_Arbeitsauftrag A_
Gib in den Datensätzen alles von der Zeile mit „position of pennant“ bis hinunter zur Zeile mit „xmin=371 ymin=177 xmax=562 ymax=237“, beide eingeschlossen, als JSON-Liste von Zeichenketten wieder, mit einem Eintrag pro Zeile und ohne Leerzeilen.

..............................

Ob das mit dem Tarp so eine schlaue Idee ist, frage ich mich, als die Mücken angreifen. Ein richtiges Zelt könnte man einfach hinter sich schliessen und die Plagegeister blieben draussen. Um Gewicht zu sparen, haben wir aber nur ein Tarp als Schutz gegen Regen dabei. Und mit Mücken hatte ich ehrlich gesagt auf 2300 Metern nicht mehr gerechnet. Doch anscheinend dient der kleine flache See, an dem wir lagern, auch in dieser Höhe noch als Brutstätte. Als wir vor ein paar Stunden mit unseren Bikes hier ankamen, war nichts davon zu bemerken.
Beste Mehrtagestour der Schweiz
Es ist der erste Abend auf unserer Runde um den Grand Combin. Ausgeschildert als «Tour des Combins» führt die Route einmal um das dreigipfelige Massiv des 4000ers. Die Hälfte des Weges liegt in der italienischen Region Aosta und die andere Hälfte im Wallis. Die Tour des Combins ist kürzer und hat weniger Höhenmeter als beispielsweise die Tour du Mont-Blanc, die nur ein paar Kilometer weiter nordwestlich verläuft. Aber dafür ist es rund um den Combin deutlich ruhiger. Wanderer laufen die 120 Kilometer in sechs Tagen. Mit dem Velo benötigt man drei. Die Runde gilt als eine der besten Mehrtagestouren mit dem MTB in der Schweiz.

..............................

_Arbeitsauftrag B_
Prüfe, ob die folgenden Aussagen mit dem Textauszug über die Tour des Combins übereinstimmen, und antworte jeweils mit Ja oder Nein samt den entscheidenden Worten des Textes als wörtlichem Zitat. (i) Die Tour des Combins hat mehr Höhenmeter als die Tour du Mont-Blanc. (ii) Mit dem Velo braucht man für die Runde drei Tage. (iii) Die Reisenden haben ein richtiges Zelt dabei.

Bounding-Box-Datensätze
..............................

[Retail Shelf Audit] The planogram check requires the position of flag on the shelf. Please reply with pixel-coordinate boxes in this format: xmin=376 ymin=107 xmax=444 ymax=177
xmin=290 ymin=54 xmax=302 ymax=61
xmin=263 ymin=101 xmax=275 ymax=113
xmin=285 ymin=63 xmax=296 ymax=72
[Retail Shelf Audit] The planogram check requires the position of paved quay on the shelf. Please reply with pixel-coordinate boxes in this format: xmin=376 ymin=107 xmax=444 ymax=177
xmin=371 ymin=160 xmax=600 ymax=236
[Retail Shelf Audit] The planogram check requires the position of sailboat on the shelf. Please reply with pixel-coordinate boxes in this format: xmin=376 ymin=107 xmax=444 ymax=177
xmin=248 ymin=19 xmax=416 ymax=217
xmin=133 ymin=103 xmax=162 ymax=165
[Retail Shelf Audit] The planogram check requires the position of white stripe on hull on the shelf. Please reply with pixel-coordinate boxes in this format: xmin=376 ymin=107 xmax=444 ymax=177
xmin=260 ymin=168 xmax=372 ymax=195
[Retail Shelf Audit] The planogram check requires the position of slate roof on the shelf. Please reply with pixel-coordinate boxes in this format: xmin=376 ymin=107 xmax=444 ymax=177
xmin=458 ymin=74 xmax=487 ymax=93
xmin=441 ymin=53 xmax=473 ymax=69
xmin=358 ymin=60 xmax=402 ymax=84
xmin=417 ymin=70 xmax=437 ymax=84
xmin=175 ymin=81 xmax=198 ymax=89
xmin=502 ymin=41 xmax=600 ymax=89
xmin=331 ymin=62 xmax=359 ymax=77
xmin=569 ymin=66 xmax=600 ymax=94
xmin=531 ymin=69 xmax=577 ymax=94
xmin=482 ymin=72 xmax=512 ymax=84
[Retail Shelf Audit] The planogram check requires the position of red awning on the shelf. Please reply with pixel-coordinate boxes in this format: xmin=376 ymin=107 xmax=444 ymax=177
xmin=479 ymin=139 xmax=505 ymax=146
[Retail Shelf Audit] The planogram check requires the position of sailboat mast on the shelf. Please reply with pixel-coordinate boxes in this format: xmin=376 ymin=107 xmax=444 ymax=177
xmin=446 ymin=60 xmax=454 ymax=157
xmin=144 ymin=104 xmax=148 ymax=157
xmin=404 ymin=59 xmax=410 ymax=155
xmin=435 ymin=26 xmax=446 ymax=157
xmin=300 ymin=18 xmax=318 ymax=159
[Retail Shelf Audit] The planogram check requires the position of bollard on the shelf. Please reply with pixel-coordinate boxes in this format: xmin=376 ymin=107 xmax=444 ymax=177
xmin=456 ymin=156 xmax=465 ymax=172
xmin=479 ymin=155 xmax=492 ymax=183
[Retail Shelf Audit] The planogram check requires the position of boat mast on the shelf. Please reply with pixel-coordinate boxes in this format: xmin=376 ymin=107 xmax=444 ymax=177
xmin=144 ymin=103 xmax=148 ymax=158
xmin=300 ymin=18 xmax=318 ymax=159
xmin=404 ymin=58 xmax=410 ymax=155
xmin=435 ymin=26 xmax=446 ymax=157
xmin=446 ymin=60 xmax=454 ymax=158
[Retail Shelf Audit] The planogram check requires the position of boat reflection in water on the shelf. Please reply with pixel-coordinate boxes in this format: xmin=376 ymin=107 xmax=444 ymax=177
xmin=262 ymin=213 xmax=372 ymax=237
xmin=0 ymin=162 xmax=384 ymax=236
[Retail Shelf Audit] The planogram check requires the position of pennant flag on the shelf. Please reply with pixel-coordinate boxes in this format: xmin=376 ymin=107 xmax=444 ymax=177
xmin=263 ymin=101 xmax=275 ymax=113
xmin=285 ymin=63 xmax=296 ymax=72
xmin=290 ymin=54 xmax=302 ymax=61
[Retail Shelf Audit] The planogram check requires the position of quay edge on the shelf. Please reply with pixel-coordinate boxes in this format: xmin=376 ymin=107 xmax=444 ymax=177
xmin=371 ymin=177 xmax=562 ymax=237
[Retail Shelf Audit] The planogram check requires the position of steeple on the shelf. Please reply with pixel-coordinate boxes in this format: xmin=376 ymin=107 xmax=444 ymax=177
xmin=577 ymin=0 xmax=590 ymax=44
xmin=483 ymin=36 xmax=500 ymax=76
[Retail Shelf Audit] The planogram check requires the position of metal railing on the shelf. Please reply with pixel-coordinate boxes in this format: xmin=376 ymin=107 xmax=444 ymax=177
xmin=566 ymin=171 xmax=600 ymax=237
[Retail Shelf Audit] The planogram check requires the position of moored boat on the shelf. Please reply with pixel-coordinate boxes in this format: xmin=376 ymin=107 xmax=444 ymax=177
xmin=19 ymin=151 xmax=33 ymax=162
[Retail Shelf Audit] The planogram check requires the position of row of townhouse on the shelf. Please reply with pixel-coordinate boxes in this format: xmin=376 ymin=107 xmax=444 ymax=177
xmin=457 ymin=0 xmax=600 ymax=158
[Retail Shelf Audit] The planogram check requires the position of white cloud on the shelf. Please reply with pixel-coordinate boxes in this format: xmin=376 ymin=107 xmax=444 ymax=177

..............................

_Aufgabenlösung A_
[
  "[Retail Shelf Audit] The planogram check requires the position of pennant flag on the shelf. Please reply with pixel-coordinate boxes in this format: xmin=376 ymin=107 xmax=444 ymax=177",
  "xmin=263 ymin=101 xmax=275 ymax=113",
  "xmin=285 ymin=63 xmax=296 ymax=72",
  "xmin=290 ymin=54 xmax=302 ymax=61",
  "[Retail Shelf Audit] The planogram check requires the position of quay edge on the shelf. Please reply with pixel-coordinate boxes in this format: xmin=376 ymin=107 xmax=444 ymax=177",
  "xmin=371 ymin=177 xmax=562 ymax=237"
]

_Aufgabenlösung B_
(i) Nein: „Die Tour des Combins ist kürzer und hat weniger Höhenmeter als beispielsweise die Tour du Mont-Blanc“
(ii) Ja: „Mit dem Velo benötigt man drei.“
(iii) Nein: „Um Gewicht zu sparen, haben wir aber nur ein Tarp als Schutz gegen Regen dabei.“